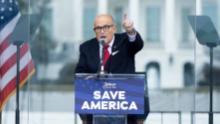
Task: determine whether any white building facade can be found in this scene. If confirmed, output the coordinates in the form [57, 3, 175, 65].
[47, 0, 220, 88]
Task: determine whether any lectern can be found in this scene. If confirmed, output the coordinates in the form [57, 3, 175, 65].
[74, 73, 148, 124]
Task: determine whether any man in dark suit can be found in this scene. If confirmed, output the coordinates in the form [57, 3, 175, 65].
[75, 14, 147, 124]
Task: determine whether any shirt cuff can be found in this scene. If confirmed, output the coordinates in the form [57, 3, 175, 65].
[127, 31, 137, 42]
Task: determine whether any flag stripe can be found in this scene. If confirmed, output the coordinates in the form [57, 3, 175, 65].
[0, 44, 29, 77]
[0, 50, 32, 90]
[0, 45, 16, 66]
[0, 60, 35, 110]
[0, 34, 10, 54]
[0, 14, 20, 43]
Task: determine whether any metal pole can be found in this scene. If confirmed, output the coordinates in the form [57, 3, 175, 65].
[191, 112, 193, 124]
[15, 44, 21, 124]
[178, 112, 182, 124]
[209, 46, 214, 124]
[161, 112, 163, 124]
[0, 111, 2, 124]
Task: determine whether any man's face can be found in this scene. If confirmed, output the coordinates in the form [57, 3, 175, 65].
[93, 15, 116, 44]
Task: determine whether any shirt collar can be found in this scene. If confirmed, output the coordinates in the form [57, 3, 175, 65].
[108, 35, 115, 48]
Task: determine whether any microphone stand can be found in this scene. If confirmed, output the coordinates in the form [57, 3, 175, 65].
[13, 41, 24, 124]
[207, 43, 216, 124]
[187, 15, 220, 124]
[9, 14, 41, 124]
[99, 40, 105, 75]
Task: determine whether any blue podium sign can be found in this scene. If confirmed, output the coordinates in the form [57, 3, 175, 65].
[74, 73, 145, 114]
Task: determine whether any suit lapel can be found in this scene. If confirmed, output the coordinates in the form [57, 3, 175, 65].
[112, 33, 126, 52]
[91, 39, 100, 68]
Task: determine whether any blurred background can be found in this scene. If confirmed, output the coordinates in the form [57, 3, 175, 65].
[1, 0, 220, 124]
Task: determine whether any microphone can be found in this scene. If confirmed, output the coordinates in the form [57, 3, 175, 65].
[99, 39, 105, 74]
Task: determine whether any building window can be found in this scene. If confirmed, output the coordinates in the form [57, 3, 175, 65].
[146, 6, 161, 42]
[181, 7, 191, 42]
[184, 63, 194, 87]
[83, 7, 96, 40]
[42, 8, 53, 37]
[114, 7, 123, 33]
[146, 62, 160, 89]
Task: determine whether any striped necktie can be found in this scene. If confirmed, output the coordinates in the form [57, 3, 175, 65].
[103, 45, 110, 66]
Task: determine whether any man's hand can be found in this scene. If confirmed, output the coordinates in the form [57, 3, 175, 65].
[122, 14, 135, 35]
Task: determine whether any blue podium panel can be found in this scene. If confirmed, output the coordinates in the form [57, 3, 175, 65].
[74, 73, 145, 115]
[93, 115, 127, 124]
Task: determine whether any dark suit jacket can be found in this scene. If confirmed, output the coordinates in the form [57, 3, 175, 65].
[75, 32, 143, 73]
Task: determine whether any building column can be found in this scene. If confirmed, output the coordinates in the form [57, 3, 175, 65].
[163, 0, 181, 88]
[128, 0, 140, 30]
[165, 0, 176, 53]
[196, 0, 202, 15]
[98, 0, 108, 14]
[73, 0, 83, 42]
[195, 0, 204, 57]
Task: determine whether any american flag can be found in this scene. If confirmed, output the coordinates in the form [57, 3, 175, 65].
[0, 0, 35, 110]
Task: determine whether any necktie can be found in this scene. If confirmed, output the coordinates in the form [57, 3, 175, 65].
[103, 45, 110, 66]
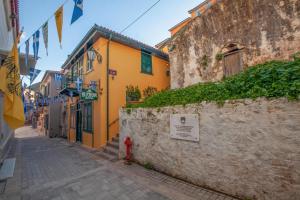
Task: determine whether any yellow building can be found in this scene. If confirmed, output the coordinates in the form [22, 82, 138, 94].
[60, 25, 170, 149]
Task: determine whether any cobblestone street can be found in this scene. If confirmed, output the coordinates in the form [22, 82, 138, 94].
[1, 126, 237, 200]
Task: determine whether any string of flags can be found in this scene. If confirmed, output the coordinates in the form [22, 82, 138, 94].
[24, 95, 68, 109]
[29, 68, 41, 84]
[22, 0, 84, 68]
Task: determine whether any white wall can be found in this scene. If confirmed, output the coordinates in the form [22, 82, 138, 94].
[0, 0, 13, 51]
[120, 98, 300, 200]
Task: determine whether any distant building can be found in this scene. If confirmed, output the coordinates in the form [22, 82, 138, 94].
[168, 0, 300, 88]
[39, 71, 62, 137]
[60, 25, 170, 148]
[24, 82, 41, 127]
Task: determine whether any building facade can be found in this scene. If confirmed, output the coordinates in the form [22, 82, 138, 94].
[169, 0, 300, 88]
[156, 0, 219, 53]
[39, 71, 62, 138]
[60, 25, 170, 149]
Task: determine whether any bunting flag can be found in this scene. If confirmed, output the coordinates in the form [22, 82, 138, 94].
[55, 6, 63, 47]
[71, 0, 83, 24]
[76, 77, 82, 92]
[29, 68, 41, 83]
[42, 22, 49, 55]
[0, 35, 25, 129]
[25, 39, 29, 66]
[54, 73, 62, 81]
[32, 30, 40, 61]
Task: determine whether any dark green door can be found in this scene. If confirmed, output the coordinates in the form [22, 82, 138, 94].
[76, 103, 82, 142]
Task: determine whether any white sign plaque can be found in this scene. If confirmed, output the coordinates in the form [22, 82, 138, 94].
[170, 114, 199, 142]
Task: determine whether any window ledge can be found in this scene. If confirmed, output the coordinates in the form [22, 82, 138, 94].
[83, 130, 93, 134]
[141, 71, 153, 75]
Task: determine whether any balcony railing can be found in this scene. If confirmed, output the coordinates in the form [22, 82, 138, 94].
[61, 75, 78, 90]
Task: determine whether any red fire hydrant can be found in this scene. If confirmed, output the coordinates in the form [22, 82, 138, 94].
[124, 136, 133, 164]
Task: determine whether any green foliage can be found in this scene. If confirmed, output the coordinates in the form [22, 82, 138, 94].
[293, 51, 300, 61]
[215, 53, 224, 61]
[201, 55, 209, 69]
[126, 109, 132, 115]
[144, 162, 154, 170]
[143, 86, 158, 99]
[126, 85, 141, 101]
[128, 59, 300, 108]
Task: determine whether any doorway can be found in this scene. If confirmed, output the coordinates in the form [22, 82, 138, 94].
[76, 103, 82, 142]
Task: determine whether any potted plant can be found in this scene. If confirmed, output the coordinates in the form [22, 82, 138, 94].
[143, 86, 158, 99]
[126, 85, 141, 104]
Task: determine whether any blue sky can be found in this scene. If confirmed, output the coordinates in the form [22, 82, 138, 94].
[19, 0, 202, 84]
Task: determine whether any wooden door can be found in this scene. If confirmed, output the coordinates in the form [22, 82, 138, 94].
[223, 51, 242, 77]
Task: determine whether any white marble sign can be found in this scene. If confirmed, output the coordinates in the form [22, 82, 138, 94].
[170, 114, 199, 142]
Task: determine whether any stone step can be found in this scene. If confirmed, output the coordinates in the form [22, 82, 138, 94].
[95, 151, 118, 162]
[103, 145, 119, 156]
[107, 141, 119, 149]
[112, 136, 119, 143]
[0, 158, 16, 181]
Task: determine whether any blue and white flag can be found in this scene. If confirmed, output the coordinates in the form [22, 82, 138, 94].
[76, 77, 82, 92]
[33, 30, 40, 61]
[71, 0, 83, 24]
[25, 39, 30, 66]
[29, 68, 41, 83]
[54, 73, 62, 81]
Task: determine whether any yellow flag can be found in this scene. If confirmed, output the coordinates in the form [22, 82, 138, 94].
[0, 37, 25, 129]
[55, 6, 63, 47]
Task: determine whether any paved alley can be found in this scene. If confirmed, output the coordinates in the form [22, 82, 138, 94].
[1, 126, 237, 200]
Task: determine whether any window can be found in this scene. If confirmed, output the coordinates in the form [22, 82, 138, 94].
[196, 10, 201, 17]
[87, 58, 93, 72]
[83, 102, 93, 132]
[78, 57, 84, 79]
[141, 50, 152, 74]
[70, 105, 76, 129]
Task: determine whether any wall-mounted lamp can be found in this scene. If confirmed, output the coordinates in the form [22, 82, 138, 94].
[87, 48, 102, 64]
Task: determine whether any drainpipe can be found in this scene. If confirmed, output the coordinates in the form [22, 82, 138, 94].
[106, 34, 112, 142]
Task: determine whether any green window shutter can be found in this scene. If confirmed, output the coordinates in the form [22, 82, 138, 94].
[83, 102, 93, 133]
[141, 51, 152, 74]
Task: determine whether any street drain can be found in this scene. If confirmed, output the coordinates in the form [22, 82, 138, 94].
[0, 180, 7, 194]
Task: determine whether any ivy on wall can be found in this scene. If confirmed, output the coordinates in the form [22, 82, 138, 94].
[128, 58, 300, 108]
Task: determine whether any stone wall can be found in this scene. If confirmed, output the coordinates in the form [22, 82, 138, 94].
[170, 0, 300, 88]
[119, 98, 300, 200]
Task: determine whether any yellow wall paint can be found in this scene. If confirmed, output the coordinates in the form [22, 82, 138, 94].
[82, 132, 93, 147]
[69, 128, 76, 142]
[66, 37, 169, 149]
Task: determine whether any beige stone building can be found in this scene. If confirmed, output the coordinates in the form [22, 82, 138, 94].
[168, 0, 300, 88]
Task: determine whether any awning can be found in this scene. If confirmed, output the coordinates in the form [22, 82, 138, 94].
[59, 87, 80, 97]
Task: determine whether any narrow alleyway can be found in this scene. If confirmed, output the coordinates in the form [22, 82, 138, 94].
[1, 126, 237, 200]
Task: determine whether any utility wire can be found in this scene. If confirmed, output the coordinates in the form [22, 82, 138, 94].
[24, 0, 163, 79]
[120, 0, 161, 33]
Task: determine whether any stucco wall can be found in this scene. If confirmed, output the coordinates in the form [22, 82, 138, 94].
[0, 0, 14, 52]
[0, 93, 14, 161]
[119, 98, 300, 200]
[169, 0, 300, 88]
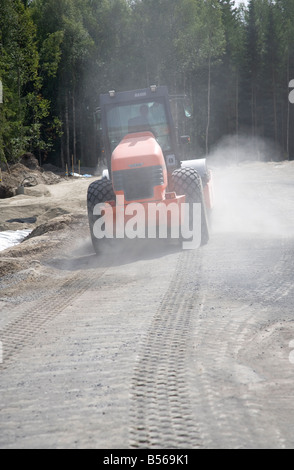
=-=-=
Would you transcribe exactly, and only, the lines from the one containing "Task: determine whether any awning" through the last line of the records above, both included, leaving out the pictures?

Task: determine whether any awning can be found in this scene. If confirmed, output the coordinates in the form [22, 82, 138, 94].
[59, 87, 80, 97]
Task: determine whether any narrow alleyway can be found in this scene. If confirmed, output the coordinates in the form [22, 82, 138, 94].
[1, 126, 237, 200]
Task: determine whether any utility wire can be found in this scene. If confirmed, output the coordinates in the form [22, 82, 138, 94].
[24, 0, 163, 79]
[120, 0, 161, 33]
Task: determine whether any stucco wall can be found in this scene. If confirmed, output the coordinates in the form [22, 82, 138, 94].
[0, 0, 14, 52]
[0, 93, 14, 161]
[119, 98, 300, 200]
[169, 0, 300, 88]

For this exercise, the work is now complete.